* **WRITTEN INSTRUCTION**
Copy the records below exactly as they appear.

* **RAW RECORDS**
########################################

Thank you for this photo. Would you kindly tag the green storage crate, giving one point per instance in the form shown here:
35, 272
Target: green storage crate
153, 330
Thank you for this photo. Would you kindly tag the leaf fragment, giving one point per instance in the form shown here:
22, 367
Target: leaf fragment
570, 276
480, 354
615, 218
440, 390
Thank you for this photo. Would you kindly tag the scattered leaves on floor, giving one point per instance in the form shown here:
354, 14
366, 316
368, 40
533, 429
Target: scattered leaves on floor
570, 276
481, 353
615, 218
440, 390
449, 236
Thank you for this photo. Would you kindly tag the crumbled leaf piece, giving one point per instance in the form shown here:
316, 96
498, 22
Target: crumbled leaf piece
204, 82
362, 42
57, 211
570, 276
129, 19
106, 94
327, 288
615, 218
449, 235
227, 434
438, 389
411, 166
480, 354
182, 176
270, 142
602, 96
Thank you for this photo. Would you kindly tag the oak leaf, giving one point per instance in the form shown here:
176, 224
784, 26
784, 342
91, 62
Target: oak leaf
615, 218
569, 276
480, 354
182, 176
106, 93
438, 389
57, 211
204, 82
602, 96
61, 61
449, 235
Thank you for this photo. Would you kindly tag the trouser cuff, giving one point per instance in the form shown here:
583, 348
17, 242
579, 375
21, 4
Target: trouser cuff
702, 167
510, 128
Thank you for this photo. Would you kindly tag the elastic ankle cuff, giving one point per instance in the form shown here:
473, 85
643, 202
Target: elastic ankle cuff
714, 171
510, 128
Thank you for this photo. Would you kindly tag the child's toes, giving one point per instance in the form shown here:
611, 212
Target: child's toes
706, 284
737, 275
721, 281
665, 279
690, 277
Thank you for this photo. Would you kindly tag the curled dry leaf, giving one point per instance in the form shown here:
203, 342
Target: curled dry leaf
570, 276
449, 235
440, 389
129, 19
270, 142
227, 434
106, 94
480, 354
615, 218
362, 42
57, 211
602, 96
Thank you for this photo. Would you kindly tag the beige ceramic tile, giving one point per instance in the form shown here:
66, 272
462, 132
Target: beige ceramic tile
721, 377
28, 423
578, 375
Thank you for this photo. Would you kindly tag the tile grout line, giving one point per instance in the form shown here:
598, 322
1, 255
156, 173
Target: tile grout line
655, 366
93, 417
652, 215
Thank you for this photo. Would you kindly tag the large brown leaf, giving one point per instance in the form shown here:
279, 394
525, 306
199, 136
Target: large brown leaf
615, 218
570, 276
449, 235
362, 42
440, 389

########################################

* **OUTPUT FOR THIS TASK**
Thank you for this photo. Would you kindly tag the green storage crate, giving one point per instance in the form shown here:
35, 272
Target: green storage crate
153, 330
Thank you for this photo. Would you kindly tag the leaf fragment, giving one point per instance in the form shown here:
22, 367
Target: leaf fragment
570, 276
480, 354
615, 218
440, 390
Thank you for this photo. Would you kindly tag the scattered leaves on floor, giving one point per instance in the form shown here:
354, 14
366, 316
368, 40
533, 429
Target: scattered leaves on floor
570, 276
481, 353
615, 218
440, 390
449, 236
Thank you for this photo. Would you kindly tag the crumbled leaf piece, giving one point per instance in the form shown here:
316, 96
498, 22
Target: crumbled leaf piece
204, 82
362, 42
57, 211
570, 276
129, 19
106, 94
327, 288
615, 218
449, 235
227, 434
438, 389
411, 166
480, 354
182, 176
270, 142
602, 96
Thank you for this photo. Would you kindly tag the oak leaf, giving one point per instance in the form shown here:
176, 224
784, 26
784, 342
91, 62
Target: oak leaf
615, 218
569, 276
480, 354
182, 176
106, 93
438, 389
57, 211
204, 82
602, 96
61, 61
449, 235
Thank you for this photo. Would you kindly tag the trouser cuff, giving one point per instance in the form shown here:
583, 348
17, 242
579, 375
21, 4
Target: trouser cuff
702, 167
510, 128
Thank you for this photo. Would you kindly tag the elastic ankle cuff, giving one point per instance in the form shown here:
473, 85
643, 202
Target: elastic ankle cuff
714, 171
510, 128
Thank you for this photo. Would you kindly tag the child's toes, giving one point per instance in the form shown here:
611, 212
Target: child's toes
706, 284
737, 275
721, 281
665, 279
690, 277
Thank you for this photo. Would you kindly tag the curled dry leaf, giving one point per instance in the form shown here:
203, 342
Target: curled dry leaf
570, 276
449, 235
440, 389
129, 19
270, 142
227, 434
106, 94
480, 354
615, 218
362, 42
57, 211
602, 96
Thank you for this photo. Would you kindly tag the beige ceramic tile, giving one point per instance in the form shown here:
66, 272
462, 132
Target: beige ceramic tile
721, 377
28, 423
578, 375
Thank you for this photo. Would you kindly tag the tile grout line, giving one point per instance in the form shown here:
598, 322
1, 255
156, 173
Target: tile grout line
655, 366
93, 417
652, 215
Thank you for this photo. Would you kindly tag the large brown leaf, giving one point per instance in the form shown here:
279, 394
525, 306
199, 136
Target: large brown leaf
615, 218
570, 276
449, 235
362, 42
440, 389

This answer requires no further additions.